Which lines in the records below contain the string "wooden"? Pull out every such line, treating uppercase and lowercase as different.

**Extracted data**

# # # #

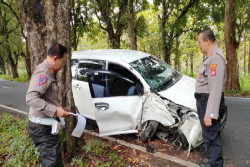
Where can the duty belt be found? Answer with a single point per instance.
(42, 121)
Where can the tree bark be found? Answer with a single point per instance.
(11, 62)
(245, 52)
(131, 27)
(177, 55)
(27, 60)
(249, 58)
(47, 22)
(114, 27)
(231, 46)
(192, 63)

# # # #

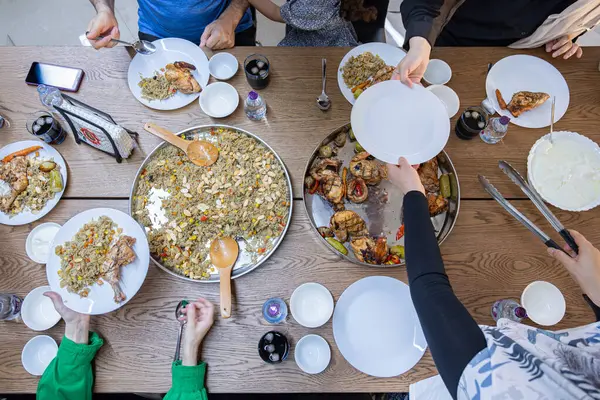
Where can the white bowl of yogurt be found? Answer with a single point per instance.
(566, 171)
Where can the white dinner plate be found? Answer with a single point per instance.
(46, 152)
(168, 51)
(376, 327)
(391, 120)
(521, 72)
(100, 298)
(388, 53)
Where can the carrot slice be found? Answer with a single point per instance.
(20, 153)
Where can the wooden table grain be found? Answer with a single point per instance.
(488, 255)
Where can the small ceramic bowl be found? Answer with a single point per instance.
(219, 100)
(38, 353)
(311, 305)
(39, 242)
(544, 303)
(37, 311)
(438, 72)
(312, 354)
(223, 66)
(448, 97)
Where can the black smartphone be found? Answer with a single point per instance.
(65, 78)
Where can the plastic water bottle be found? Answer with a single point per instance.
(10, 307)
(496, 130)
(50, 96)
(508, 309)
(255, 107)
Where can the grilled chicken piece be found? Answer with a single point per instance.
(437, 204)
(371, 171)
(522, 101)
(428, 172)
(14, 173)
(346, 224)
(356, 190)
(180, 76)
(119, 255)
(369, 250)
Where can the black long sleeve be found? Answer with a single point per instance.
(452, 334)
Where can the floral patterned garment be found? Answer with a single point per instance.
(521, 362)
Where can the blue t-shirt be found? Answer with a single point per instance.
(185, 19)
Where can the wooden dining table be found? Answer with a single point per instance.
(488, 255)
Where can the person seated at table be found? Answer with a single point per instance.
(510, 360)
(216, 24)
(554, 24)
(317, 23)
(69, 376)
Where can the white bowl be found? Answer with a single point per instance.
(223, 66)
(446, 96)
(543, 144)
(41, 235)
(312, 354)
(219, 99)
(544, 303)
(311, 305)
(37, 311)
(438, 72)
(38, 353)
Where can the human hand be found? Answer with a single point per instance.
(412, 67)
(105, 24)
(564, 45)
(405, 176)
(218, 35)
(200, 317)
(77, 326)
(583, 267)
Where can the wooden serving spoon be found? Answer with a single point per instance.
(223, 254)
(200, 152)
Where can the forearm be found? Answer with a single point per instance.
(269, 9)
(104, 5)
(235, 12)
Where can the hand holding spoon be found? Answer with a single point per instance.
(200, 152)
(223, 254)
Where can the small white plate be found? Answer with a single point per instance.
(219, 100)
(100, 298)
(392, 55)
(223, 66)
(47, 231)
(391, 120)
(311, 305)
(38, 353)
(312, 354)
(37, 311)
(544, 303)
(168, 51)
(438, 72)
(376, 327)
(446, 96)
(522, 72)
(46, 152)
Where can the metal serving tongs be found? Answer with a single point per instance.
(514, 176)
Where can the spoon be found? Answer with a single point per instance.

# # # #

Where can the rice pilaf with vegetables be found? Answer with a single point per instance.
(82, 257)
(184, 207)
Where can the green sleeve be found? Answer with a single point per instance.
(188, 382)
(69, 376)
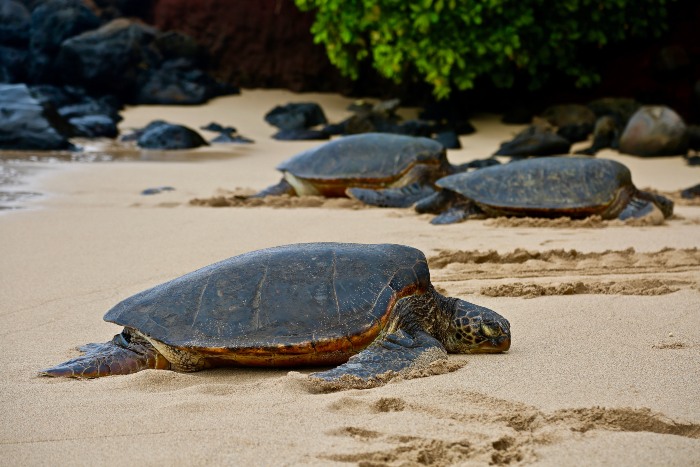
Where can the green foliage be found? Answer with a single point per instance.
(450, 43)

# # # #

**Exercise output**
Where can the wooden table grain be found? Answer with a single point per instance.
Where can the wooden dining table be found? Answer with a single point per instance.
Where can the wooden serving spoon be found? Answer with a single point per instance.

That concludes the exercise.